## Annotation data for picture regions
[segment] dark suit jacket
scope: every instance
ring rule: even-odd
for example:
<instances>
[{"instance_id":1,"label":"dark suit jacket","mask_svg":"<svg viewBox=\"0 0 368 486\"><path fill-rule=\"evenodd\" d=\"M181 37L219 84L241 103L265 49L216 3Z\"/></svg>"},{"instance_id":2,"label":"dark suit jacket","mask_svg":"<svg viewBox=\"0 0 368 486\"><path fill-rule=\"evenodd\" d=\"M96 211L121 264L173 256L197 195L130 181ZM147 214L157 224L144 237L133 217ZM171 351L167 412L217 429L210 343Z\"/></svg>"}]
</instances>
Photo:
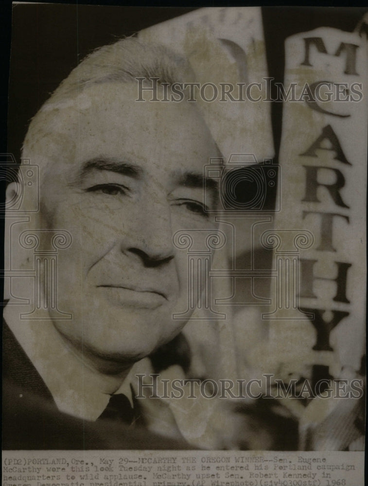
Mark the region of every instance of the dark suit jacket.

## Goal
Please reproduce all of the records above word for word, leaving out the pictures.

## Exercise result
[segment] dark suit jacket
scope: every instance
ring rule: even-odd
for example:
<instances>
[{"instance_id":1,"label":"dark suit jacket","mask_svg":"<svg viewBox=\"0 0 368 486\"><path fill-rule=\"evenodd\" d=\"M181 37L219 84L241 103L265 49L216 3Z\"/></svg>"},{"instance_id":2,"label":"dark suit jacket","mask_svg":"<svg viewBox=\"0 0 368 486\"><path fill-rule=\"evenodd\" d=\"M96 211L121 264L173 256L197 195L130 181ZM147 214L157 224L144 237L133 217ZM171 351L167 412L217 429L210 343Z\"/></svg>"}]
</instances>
Photo:
Mark the region of every instance of the dark suit jacket.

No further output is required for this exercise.